- To do: Return all the lines below exactly. Any picture among them is omitted.

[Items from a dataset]
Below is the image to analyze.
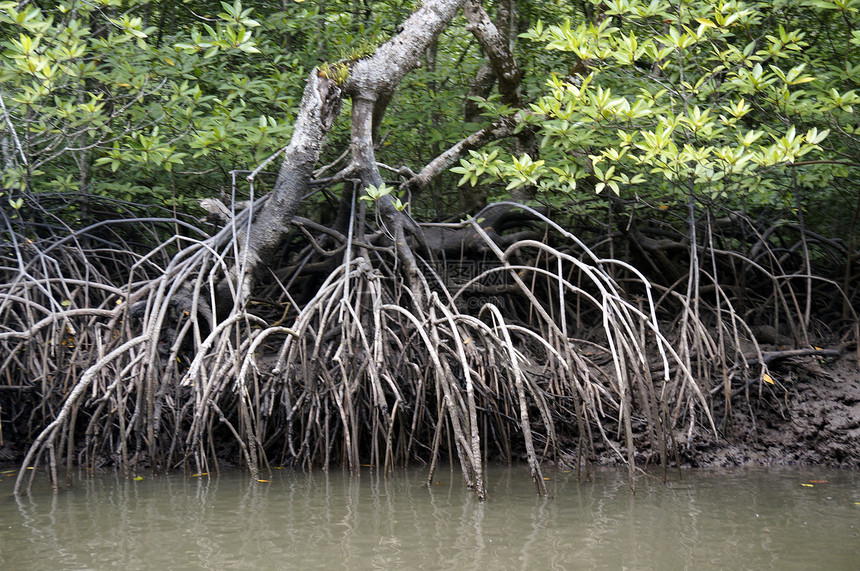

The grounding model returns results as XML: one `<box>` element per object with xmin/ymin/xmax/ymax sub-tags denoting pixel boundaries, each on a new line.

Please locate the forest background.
<box><xmin>1</xmin><ymin>0</ymin><xmax>858</xmax><ymax>498</ymax></box>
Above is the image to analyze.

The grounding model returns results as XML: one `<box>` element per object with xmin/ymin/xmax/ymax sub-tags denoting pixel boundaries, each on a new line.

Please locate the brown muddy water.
<box><xmin>1</xmin><ymin>465</ymin><xmax>857</xmax><ymax>570</ymax></box>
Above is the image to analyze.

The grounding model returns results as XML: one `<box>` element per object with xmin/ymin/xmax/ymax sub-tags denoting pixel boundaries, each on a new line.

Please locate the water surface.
<box><xmin>1</xmin><ymin>465</ymin><xmax>857</xmax><ymax>569</ymax></box>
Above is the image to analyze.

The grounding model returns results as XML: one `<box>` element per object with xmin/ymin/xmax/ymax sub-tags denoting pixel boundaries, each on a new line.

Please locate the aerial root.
<box><xmin>5</xmin><ymin>203</ymin><xmax>852</xmax><ymax>497</ymax></box>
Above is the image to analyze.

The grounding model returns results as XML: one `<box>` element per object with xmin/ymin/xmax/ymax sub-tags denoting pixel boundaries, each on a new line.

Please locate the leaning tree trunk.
<box><xmin>229</xmin><ymin>0</ymin><xmax>467</xmax><ymax>310</ymax></box>
<box><xmin>221</xmin><ymin>72</ymin><xmax>342</xmax><ymax>310</ymax></box>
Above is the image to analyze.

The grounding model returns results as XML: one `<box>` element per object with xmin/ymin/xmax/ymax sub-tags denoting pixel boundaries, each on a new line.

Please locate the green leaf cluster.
<box><xmin>458</xmin><ymin>0</ymin><xmax>858</xmax><ymax>225</ymax></box>
<box><xmin>0</xmin><ymin>0</ymin><xmax>322</xmax><ymax>217</ymax></box>
<box><xmin>360</xmin><ymin>183</ymin><xmax>408</xmax><ymax>211</ymax></box>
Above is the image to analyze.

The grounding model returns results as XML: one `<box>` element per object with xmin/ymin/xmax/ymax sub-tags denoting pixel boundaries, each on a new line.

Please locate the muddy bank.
<box><xmin>688</xmin><ymin>353</ymin><xmax>860</xmax><ymax>469</ymax></box>
<box><xmin>563</xmin><ymin>349</ymin><xmax>860</xmax><ymax>471</ymax></box>
<box><xmin>648</xmin><ymin>352</ymin><xmax>860</xmax><ymax>470</ymax></box>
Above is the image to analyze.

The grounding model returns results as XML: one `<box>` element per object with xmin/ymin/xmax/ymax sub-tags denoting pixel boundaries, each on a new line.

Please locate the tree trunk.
<box><xmin>222</xmin><ymin>72</ymin><xmax>342</xmax><ymax>309</ymax></box>
<box><xmin>225</xmin><ymin>0</ymin><xmax>468</xmax><ymax>310</ymax></box>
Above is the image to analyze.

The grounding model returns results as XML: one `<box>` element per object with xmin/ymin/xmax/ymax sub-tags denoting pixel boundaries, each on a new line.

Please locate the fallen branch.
<box><xmin>745</xmin><ymin>347</ymin><xmax>841</xmax><ymax>366</ymax></box>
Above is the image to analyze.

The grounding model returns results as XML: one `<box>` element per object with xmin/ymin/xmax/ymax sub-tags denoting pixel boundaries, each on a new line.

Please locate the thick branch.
<box><xmin>342</xmin><ymin>1</ymin><xmax>469</xmax><ymax>238</ymax></box>
<box><xmin>227</xmin><ymin>73</ymin><xmax>342</xmax><ymax>304</ymax></box>
<box><xmin>345</xmin><ymin>0</ymin><xmax>468</xmax><ymax>101</ymax></box>
<box><xmin>464</xmin><ymin>0</ymin><xmax>517</xmax><ymax>122</ymax></box>
<box><xmin>352</xmin><ymin>97</ymin><xmax>427</xmax><ymax>308</ymax></box>
<box><xmin>406</xmin><ymin>117</ymin><xmax>517</xmax><ymax>191</ymax></box>
<box><xmin>343</xmin><ymin>0</ymin><xmax>468</xmax><ymax>142</ymax></box>
<box><xmin>464</xmin><ymin>0</ymin><xmax>522</xmax><ymax>109</ymax></box>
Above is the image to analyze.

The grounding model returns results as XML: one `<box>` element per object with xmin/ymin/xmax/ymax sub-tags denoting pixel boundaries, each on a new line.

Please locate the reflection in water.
<box><xmin>1</xmin><ymin>466</ymin><xmax>857</xmax><ymax>569</ymax></box>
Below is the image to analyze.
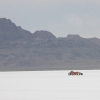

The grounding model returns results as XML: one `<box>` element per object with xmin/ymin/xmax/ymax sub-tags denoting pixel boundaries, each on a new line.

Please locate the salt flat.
<box><xmin>0</xmin><ymin>70</ymin><xmax>100</xmax><ymax>100</ymax></box>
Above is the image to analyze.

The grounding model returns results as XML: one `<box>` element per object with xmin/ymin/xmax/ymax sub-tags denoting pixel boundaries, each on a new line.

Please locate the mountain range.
<box><xmin>0</xmin><ymin>18</ymin><xmax>100</xmax><ymax>71</ymax></box>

- Solution for this exercise:
Below is the image to analyze.

The grounding model returns results as XML: one `<box>` element per object with xmin/ymin/xmax/ymax sub-tags denoting pixel boundaries, each on a new line.

Please locate the forest background.
<box><xmin>1</xmin><ymin>0</ymin><xmax>858</xmax><ymax>498</ymax></box>
Above is the image to analyze.

The grounding model returns results as XML: one `<box>` element per object with xmin/ymin/xmax/ymax sub-tags denoting pixel boundaries, each on a new line.

Please locate the brown muddy water.
<box><xmin>1</xmin><ymin>465</ymin><xmax>857</xmax><ymax>570</ymax></box>
Above is the image to analyze.

The grounding model returns results as XML: one `<box>` element per object with xmin/ymin/xmax/ymax sub-tags denoting pixel boundaries, each on a new line.

Please locate the water surface.
<box><xmin>1</xmin><ymin>465</ymin><xmax>857</xmax><ymax>569</ymax></box>
Above is the image to analyze.

The grounding model returns results as XML: one `<box>` element per object with xmin/ymin/xmax/ymax sub-tags denoting pixel boundaries, each on a new line.

Please locate the aerial root.
<box><xmin>5</xmin><ymin>203</ymin><xmax>852</xmax><ymax>497</ymax></box>
Above is the image to analyze.

The grounding model returns results as XML: one `<box>` element per object with xmin/ymin/xmax/ymax sub-tags denoting pixel boundaries, each on a new line.

Please locate the leaning tree trunk.
<box><xmin>229</xmin><ymin>0</ymin><xmax>467</xmax><ymax>310</ymax></box>
<box><xmin>221</xmin><ymin>72</ymin><xmax>342</xmax><ymax>310</ymax></box>
Above is the image to analyze.

The grounding model returns results as XML: one `<box>` element per object with xmin/ymin/xmax/ymax sub-tags denoting pixel boundaries, each on a new line.

Please locate the green leaf cluster.
<box><xmin>458</xmin><ymin>0</ymin><xmax>858</xmax><ymax>225</ymax></box>
<box><xmin>0</xmin><ymin>0</ymin><xmax>322</xmax><ymax>217</ymax></box>
<box><xmin>360</xmin><ymin>183</ymin><xmax>408</xmax><ymax>211</ymax></box>
Above is the image to analyze.

The grounding model returns results as XML: one `<box>` element per object with xmin/ymin/xmax/ymax sub-tags denoting pixel boundaries, each on a new line.

Please locate the muddy bank.
<box><xmin>688</xmin><ymin>353</ymin><xmax>860</xmax><ymax>469</ymax></box>
<box><xmin>563</xmin><ymin>349</ymin><xmax>860</xmax><ymax>471</ymax></box>
<box><xmin>648</xmin><ymin>352</ymin><xmax>860</xmax><ymax>470</ymax></box>
Above is the image to analyze.

The grounding model returns results as XML: one `<box>` element per object with xmin/ymin/xmax/ymax sub-tags denoting pixel boundaries, each on a new line.

Please locate the tree trunk.
<box><xmin>222</xmin><ymin>72</ymin><xmax>342</xmax><ymax>309</ymax></box>
<box><xmin>225</xmin><ymin>0</ymin><xmax>468</xmax><ymax>310</ymax></box>
Above is the image to analyze.

The grounding model returns results as XML: one `<box>` element per object with xmin/ymin/xmax/ymax sub-tags denoting pixel boundaries, each on a new line.

Please locate the fallen branch.
<box><xmin>745</xmin><ymin>347</ymin><xmax>841</xmax><ymax>366</ymax></box>
Above is the image to analyze.

The grounding model returns results as XML: one `<box>` element per object with xmin/ymin/xmax/ymax sub-tags denoting pixel boundaries, each on a new line.

Please locate the thick branch.
<box><xmin>342</xmin><ymin>1</ymin><xmax>469</xmax><ymax>238</ymax></box>
<box><xmin>227</xmin><ymin>73</ymin><xmax>342</xmax><ymax>304</ymax></box>
<box><xmin>345</xmin><ymin>0</ymin><xmax>468</xmax><ymax>101</ymax></box>
<box><xmin>464</xmin><ymin>0</ymin><xmax>517</xmax><ymax>122</ymax></box>
<box><xmin>352</xmin><ymin>97</ymin><xmax>427</xmax><ymax>308</ymax></box>
<box><xmin>406</xmin><ymin>117</ymin><xmax>517</xmax><ymax>191</ymax></box>
<box><xmin>343</xmin><ymin>0</ymin><xmax>468</xmax><ymax>142</ymax></box>
<box><xmin>464</xmin><ymin>0</ymin><xmax>522</xmax><ymax>109</ymax></box>
Above is the image to analyze.

The grounding model returns results as XML: one `<box>` element per object with xmin/ymin/xmax/ymax sub-tags denoting pixel boundaries, each on a new line.

Please locate the reflection in water.
<box><xmin>1</xmin><ymin>466</ymin><xmax>857</xmax><ymax>569</ymax></box>
Below is the image to analyze.

The grounding model returns results as XML: one `<box>` element per object with xmin/ymin/xmax/ymax sub-tags denoting pixel boundaries, each on a new line.

Please locate the salt flat.
<box><xmin>0</xmin><ymin>70</ymin><xmax>100</xmax><ymax>100</ymax></box>
Above is the image to analyze.

The grounding model returns results as XML: one `<box>` element per object with xmin/ymin/xmax/ymax sub-tags denoting pixel boundaries, each on a new line.

Please locate the mountain range.
<box><xmin>0</xmin><ymin>18</ymin><xmax>100</xmax><ymax>71</ymax></box>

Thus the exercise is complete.